[RECORDS SUPPLIED Boundary: Start]
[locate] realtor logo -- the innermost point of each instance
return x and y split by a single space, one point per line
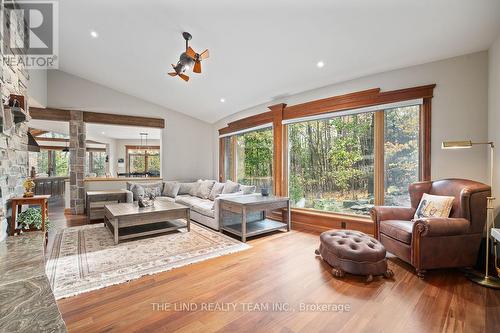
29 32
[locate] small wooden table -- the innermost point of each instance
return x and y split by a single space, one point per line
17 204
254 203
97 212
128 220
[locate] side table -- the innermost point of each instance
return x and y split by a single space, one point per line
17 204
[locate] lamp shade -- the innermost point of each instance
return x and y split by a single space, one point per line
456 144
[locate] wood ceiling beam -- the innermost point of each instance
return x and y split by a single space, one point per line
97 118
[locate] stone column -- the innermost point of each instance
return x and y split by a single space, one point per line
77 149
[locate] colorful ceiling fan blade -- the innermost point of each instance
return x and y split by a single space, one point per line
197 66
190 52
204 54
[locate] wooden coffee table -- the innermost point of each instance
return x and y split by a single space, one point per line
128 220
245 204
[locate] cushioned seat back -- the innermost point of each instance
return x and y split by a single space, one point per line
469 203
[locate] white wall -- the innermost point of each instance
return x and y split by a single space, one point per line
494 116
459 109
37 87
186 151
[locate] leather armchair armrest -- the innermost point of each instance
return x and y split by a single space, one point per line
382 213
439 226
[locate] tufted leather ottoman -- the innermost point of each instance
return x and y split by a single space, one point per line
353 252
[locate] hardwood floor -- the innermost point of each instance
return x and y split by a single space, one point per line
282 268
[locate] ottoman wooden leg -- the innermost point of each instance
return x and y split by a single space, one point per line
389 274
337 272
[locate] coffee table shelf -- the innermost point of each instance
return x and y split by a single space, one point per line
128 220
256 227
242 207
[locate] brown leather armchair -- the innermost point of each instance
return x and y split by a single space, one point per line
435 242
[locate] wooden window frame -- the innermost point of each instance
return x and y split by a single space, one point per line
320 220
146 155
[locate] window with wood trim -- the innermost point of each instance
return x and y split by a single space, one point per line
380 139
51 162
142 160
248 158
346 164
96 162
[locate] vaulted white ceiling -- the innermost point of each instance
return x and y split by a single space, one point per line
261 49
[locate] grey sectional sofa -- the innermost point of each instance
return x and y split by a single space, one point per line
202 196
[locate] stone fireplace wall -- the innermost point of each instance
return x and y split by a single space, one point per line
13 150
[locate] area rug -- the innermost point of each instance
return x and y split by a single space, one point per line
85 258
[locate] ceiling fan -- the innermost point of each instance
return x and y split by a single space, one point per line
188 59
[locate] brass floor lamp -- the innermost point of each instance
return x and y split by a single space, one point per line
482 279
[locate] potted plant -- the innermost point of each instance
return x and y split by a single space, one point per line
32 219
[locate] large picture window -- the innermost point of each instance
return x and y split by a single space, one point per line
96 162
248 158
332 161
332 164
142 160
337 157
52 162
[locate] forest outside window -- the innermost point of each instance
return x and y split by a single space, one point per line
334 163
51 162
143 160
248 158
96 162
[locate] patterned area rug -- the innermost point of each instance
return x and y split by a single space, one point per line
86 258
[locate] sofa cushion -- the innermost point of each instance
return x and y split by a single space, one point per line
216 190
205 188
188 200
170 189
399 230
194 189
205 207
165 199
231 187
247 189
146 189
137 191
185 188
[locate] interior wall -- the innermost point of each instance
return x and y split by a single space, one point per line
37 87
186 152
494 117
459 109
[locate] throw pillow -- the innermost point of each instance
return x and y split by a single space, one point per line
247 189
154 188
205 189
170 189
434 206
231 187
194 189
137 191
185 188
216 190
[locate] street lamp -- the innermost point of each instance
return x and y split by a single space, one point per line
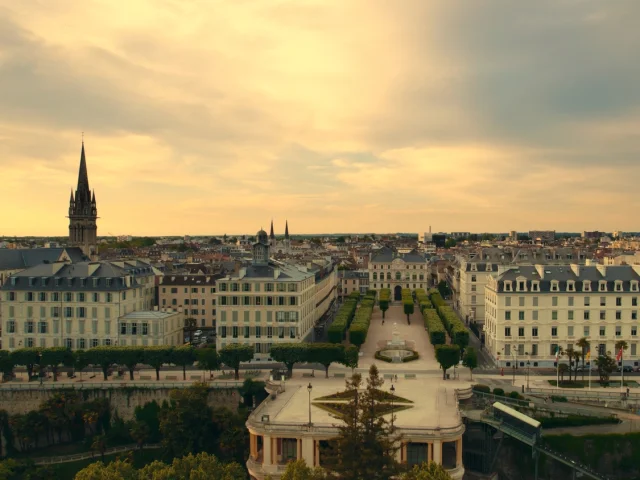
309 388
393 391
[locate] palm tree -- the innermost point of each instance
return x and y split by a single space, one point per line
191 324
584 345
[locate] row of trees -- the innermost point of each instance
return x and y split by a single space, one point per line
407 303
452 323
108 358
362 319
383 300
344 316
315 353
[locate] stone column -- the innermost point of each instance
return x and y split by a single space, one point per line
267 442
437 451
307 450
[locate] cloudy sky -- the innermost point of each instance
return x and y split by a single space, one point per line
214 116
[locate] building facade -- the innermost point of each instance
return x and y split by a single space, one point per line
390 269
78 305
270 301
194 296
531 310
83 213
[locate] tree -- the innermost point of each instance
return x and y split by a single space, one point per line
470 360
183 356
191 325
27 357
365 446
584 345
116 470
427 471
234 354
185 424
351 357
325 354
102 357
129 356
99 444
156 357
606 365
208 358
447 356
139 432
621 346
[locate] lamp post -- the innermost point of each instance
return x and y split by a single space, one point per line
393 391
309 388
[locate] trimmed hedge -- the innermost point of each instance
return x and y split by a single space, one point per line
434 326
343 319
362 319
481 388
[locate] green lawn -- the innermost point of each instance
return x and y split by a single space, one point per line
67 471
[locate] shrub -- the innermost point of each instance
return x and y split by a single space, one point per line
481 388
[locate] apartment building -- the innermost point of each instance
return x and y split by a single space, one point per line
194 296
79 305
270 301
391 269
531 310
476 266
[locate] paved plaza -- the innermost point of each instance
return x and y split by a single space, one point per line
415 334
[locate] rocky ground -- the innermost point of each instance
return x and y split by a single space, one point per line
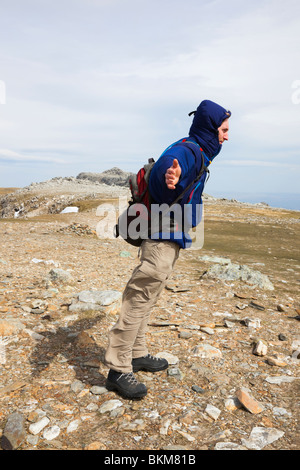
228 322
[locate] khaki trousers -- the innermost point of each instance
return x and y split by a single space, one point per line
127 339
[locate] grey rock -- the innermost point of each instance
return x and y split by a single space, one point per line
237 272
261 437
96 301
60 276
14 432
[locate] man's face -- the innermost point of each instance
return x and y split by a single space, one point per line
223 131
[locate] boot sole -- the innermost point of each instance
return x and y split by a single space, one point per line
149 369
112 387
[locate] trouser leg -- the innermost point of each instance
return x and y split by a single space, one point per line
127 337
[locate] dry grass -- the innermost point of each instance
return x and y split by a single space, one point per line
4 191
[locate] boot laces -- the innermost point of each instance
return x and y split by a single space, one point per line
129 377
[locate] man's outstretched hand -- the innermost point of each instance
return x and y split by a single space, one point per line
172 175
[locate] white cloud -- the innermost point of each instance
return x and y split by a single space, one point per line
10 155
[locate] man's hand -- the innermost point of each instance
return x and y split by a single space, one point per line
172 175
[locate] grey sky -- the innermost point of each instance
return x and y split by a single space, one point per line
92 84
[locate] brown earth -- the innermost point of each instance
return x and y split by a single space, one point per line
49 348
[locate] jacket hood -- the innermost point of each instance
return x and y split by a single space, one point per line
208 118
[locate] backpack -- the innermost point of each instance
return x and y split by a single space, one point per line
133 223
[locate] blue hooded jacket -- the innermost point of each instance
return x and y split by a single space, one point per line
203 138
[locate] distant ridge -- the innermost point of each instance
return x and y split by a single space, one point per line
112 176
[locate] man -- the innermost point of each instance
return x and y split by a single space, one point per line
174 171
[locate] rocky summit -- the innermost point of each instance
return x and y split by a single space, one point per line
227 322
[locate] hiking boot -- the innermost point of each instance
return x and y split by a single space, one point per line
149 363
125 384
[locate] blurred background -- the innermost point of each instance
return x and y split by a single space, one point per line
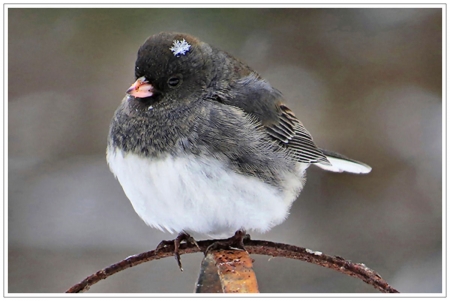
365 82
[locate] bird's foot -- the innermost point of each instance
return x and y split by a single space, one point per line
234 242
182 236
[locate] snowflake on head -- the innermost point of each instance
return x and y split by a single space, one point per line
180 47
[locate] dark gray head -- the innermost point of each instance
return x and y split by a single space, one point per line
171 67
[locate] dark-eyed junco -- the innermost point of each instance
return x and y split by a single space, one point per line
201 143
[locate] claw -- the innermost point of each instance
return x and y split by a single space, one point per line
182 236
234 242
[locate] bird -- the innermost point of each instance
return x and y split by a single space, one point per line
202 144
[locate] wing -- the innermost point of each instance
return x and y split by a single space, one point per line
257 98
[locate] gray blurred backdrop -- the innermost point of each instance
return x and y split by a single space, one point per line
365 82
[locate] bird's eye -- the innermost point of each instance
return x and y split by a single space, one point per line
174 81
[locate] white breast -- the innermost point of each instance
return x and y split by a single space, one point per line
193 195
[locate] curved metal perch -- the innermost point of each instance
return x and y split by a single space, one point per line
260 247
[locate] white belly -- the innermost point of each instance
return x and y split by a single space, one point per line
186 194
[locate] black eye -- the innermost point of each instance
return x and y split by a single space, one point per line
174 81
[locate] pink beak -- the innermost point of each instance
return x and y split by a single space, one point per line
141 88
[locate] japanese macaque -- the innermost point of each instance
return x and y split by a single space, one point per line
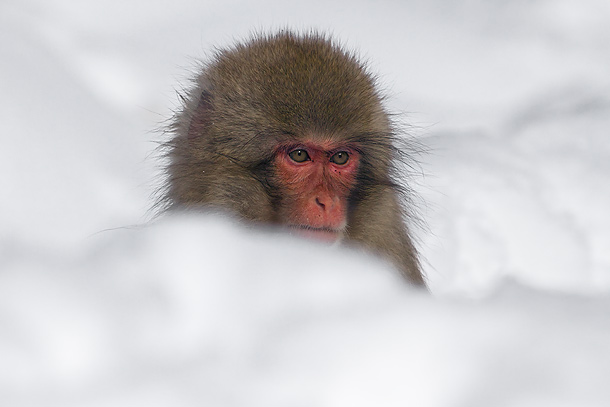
[RECORDS SUPPLIED Boundary: End]
Report the number of lines in the records above that include "white", leaving out any other words.

ANSWER = 5